(Data excerpts)
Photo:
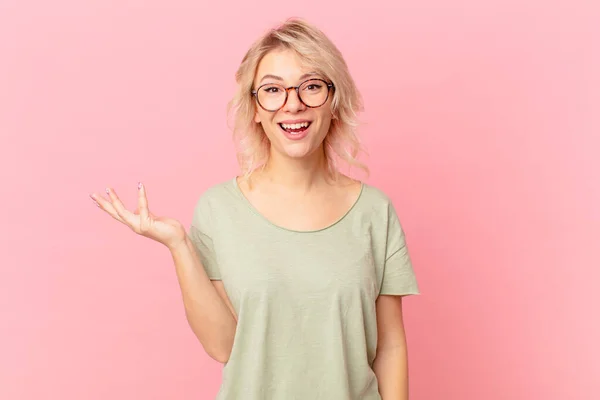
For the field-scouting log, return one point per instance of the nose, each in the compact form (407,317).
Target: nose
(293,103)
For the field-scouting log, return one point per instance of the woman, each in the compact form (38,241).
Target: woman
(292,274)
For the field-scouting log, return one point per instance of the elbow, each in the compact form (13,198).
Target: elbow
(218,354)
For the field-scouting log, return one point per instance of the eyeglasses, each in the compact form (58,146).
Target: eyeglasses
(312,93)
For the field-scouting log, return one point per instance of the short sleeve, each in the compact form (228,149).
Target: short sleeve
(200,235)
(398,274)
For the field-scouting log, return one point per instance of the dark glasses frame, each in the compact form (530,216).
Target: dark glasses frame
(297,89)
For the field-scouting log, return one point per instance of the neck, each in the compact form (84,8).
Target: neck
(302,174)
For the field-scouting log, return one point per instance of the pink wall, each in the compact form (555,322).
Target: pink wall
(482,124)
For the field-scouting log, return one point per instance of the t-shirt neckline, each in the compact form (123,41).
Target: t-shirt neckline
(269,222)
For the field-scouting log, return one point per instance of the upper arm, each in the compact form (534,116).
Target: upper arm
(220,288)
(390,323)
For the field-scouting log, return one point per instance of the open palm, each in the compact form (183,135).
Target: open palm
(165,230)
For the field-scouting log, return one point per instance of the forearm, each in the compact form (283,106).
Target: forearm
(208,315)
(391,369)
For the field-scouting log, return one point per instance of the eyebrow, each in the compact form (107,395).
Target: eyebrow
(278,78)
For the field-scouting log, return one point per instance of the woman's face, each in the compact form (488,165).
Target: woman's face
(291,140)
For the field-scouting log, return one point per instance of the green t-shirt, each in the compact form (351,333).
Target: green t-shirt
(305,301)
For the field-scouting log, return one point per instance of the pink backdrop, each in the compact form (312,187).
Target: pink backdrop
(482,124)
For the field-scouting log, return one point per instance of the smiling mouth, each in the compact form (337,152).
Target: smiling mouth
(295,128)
---
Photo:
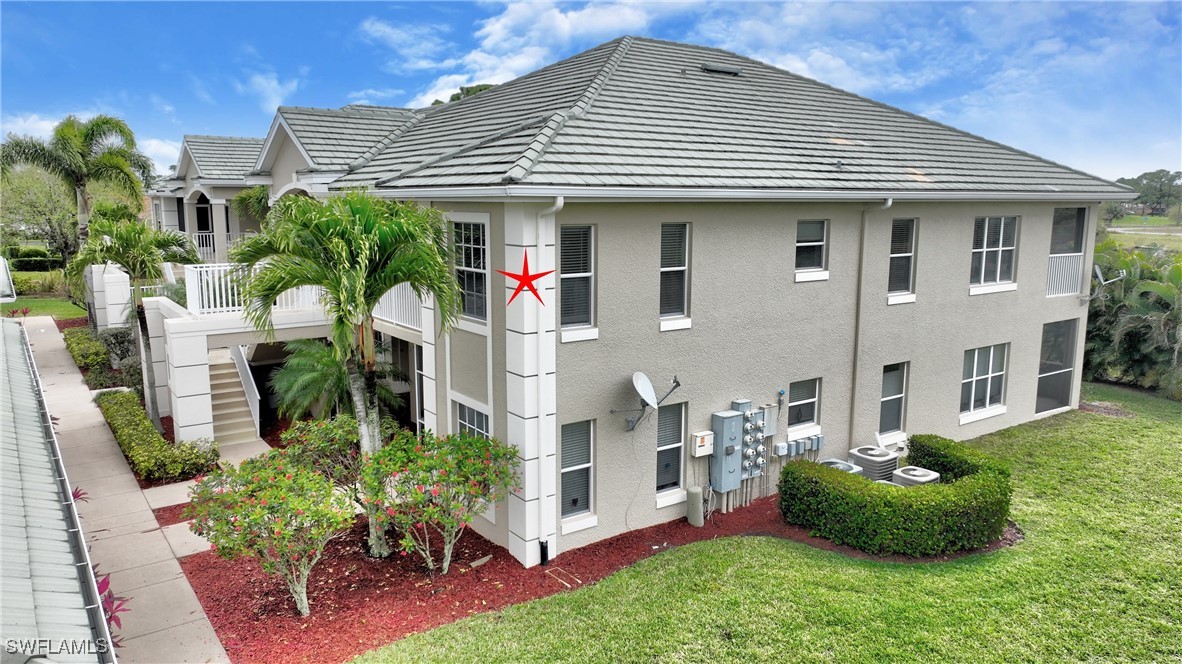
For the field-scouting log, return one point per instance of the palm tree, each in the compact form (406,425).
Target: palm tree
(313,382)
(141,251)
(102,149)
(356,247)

» **What this task involves**:
Set down, from the entries above, exactly the lines from the one with "compact form (123,41)." up to and including the one with "compact form (534,116).", and no other lines.

» **Output of the task**:
For the field-scouting log, return one point per instance of the t-shirt neckline, each in the compact form (123,41).
Target: t-shirt neckline
(269,222)
For the field-scouting log, return one point per instance of the upper arm, each in the compact form (534,116).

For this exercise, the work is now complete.